Aktualisiere die ganze Auflistung, indem du jedes „pine“ durch „fir“ ersetzt und alles andere unverändert lässt. Die Bilder gehören nicht in deine Antwort.

Einträge zum Zeigen auf benannte Objekte:

.....

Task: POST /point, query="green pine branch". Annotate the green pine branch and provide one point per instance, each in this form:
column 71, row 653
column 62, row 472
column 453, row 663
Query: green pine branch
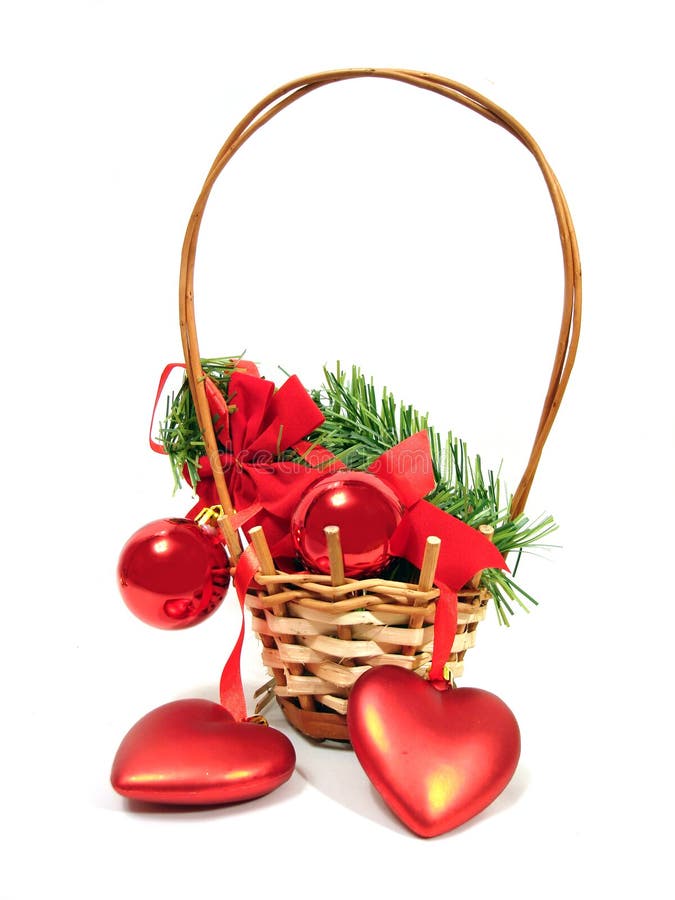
column 362, row 423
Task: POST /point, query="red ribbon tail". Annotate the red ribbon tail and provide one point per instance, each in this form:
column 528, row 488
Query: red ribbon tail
column 231, row 687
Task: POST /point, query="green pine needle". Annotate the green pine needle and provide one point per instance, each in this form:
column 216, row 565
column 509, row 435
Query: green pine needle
column 361, row 424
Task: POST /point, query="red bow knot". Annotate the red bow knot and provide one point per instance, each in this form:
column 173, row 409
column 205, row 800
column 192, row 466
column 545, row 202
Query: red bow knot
column 267, row 422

.....

### ERGEBNIS DER ÜBUNG
Task: POST /point, query="green fir branch". Annotate the green fir branch and provide one point per instance, each in this form:
column 71, row 653
column 62, row 472
column 453, row 663
Query: green fir branch
column 362, row 423
Task: POST /point, query="red ribbon tail". Annotate the red ribbon tail and provide one point per instance, each in this form:
column 528, row 488
Query: red ribbon tail
column 231, row 687
Task: POST /point, query="green fir needle". Annotate the green fir needle and provide one point per instance, each in this form:
column 216, row 565
column 509, row 435
Query: green fir needle
column 361, row 424
Task: POST /point, query="red bow knot". Annotate the red bow knot and provide one point per instance, each in this form:
column 173, row 409
column 205, row 800
column 192, row 466
column 545, row 202
Query: red bow knot
column 267, row 422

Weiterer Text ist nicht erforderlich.